What Is an Intervention?

What is an Intervention

An intervention is any action or actions which result in an addict arriving at a well-chosen program. I include, “well-chosen,” because, without a program that has a good chance of success in place, an intervention is of little or no value.

Contrary to what many believe, an intervention is not necessarily a meeting with the addict’s family or loved ones, where he is confronted, given a loving ultimatum and a packed suitcase combined with prayers for a positive outcome, although this is what is often imagined when the term, “intervention” is used.

So, what is an intervention?

Anything short of an addict being willing at the outset could be considered an intervention. You reading this blog may be the start of your doing one. This might be the first step. Anything that follows, if it results in either the person arriving safely at a program like Narconon, or if it results—at the very least—in knowing beyond any doubt that you have done anything and everything you possibly can, could be considered the intervention.

An intervention can take hours, days and sometimes weeks (weeks is unusual and should be avoided if possible). The only thing of any importance is whether the person arrives at the program with enough willingness to start. That is the hallmark of a well-done intervention.

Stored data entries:

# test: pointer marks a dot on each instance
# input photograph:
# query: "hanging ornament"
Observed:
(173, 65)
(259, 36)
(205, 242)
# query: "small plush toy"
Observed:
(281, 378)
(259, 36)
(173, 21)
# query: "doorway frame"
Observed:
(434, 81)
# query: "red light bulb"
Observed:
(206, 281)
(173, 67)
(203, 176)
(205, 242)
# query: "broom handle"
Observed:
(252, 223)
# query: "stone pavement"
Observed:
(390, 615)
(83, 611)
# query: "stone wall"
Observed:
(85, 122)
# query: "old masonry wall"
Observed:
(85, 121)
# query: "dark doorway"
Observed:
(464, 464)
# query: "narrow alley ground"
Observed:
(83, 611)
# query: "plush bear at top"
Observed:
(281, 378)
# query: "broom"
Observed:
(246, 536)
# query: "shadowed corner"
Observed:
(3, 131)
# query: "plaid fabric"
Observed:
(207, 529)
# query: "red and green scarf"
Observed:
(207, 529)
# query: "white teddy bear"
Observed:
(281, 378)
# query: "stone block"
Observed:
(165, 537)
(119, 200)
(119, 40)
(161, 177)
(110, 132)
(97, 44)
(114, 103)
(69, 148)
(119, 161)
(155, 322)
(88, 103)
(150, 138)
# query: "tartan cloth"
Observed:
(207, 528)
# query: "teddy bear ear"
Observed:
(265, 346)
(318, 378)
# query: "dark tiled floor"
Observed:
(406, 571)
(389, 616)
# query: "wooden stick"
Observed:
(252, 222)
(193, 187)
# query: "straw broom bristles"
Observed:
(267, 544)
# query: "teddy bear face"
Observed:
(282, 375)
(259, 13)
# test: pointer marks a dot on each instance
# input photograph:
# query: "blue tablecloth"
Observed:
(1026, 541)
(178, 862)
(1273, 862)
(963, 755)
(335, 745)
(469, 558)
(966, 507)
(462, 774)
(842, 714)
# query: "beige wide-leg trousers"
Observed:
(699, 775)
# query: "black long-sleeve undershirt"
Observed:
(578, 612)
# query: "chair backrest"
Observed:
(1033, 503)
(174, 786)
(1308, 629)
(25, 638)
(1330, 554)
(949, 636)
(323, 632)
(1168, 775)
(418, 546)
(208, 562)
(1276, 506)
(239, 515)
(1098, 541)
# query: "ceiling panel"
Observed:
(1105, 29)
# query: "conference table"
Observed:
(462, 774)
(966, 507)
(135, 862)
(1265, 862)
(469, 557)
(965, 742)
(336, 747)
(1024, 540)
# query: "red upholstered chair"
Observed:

> _Problem 1_
Does the passage on interventions agree with each statement below? Answer yes or no for each, quoting the deciding words from the passage: (a) An intervention must be a meeting where the addict's family confront him. (b) An intervention lasting weeks is unusual and should be avoided if possible. (c) An intervention has little or no value unless a program with a good chance of success is in place.
> _Problem 2_
Can you carry the passage on interventions forward past its final sentence?

> _Expected answer 1_
(a) No: "an intervention is not necessarily a meeting with the addict’s family or loved ones"
(b) Yes: "weeks is unusual and should be avoided if possible"
(c) Yes: "without a program that has a good chance of success in place, an intervention is of little or no value"

> _Expected answer 2_
The most common reason interventions “fail” is because families give up too soon, not because the addict is impossible to handle—although he may convince you otherwise. Families often believe that if the addict does not go into treatment immediately, the intervention has failed. This is often simply not true. Part of any, solid intervention is a willingness of the family to persevere. The ability to persevere is made easier if the family recognizes, not only what they will do but what the addict will do in response.

For example, if the family is going to ask the addict to seek help, the addict may pull Mom’s sheets on her drinking, or the brother for his use of “medical” marijuana. Family members often make the mistake of having no plan when these very predictable responses occur, so they falter and end up with a big mess on their hands, left feeling as though the situation is impossible to handle when all they needed to do was to create a plan beforehand, to script out and rehearse responses to potential objections. You’ll never regret taking time to plan, script, and rehearse. And, before you engage with the addict, do it again.